ABOUT THIS TASK
Please transcribe the entries exactly and omit the images they contain.

EXERCISE MATERIAL
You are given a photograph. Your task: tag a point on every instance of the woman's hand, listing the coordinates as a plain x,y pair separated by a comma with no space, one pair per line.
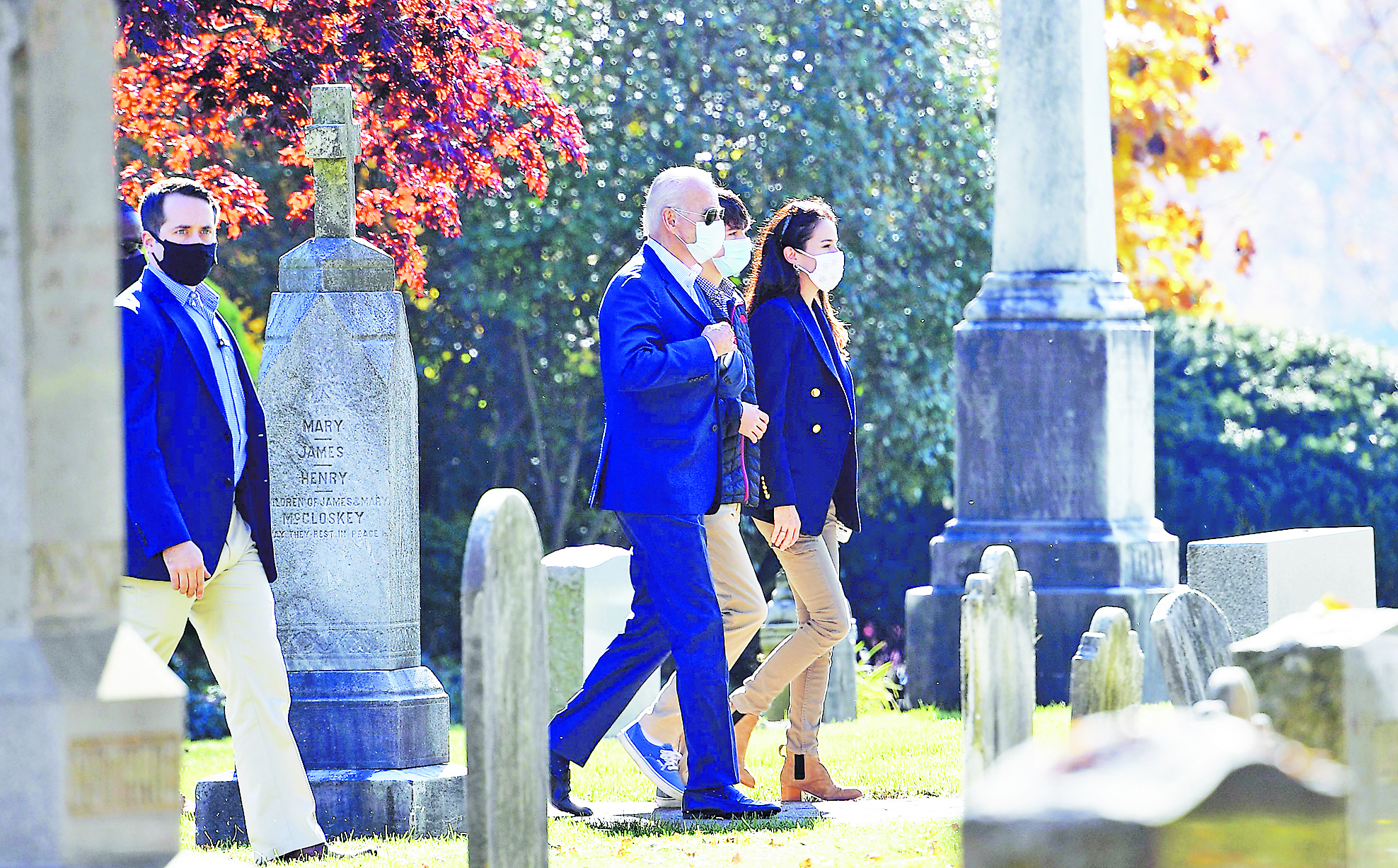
754,422
786,527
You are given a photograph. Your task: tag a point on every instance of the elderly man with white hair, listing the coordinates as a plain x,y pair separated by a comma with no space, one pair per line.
664,364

ANSWER BELOW
You are given a photograph. Your task: tag a point on every instance of the woman's hand, listing the coordinates as a plain x,y pair separated by a comma with no space, one pair per line.
754,422
786,527
You are given a photograph. Your task: tag a point on every instance of the elderly man with white hair, listing the coordinates as a plain x,y pair separated by a comma with no space, one pair per line.
664,364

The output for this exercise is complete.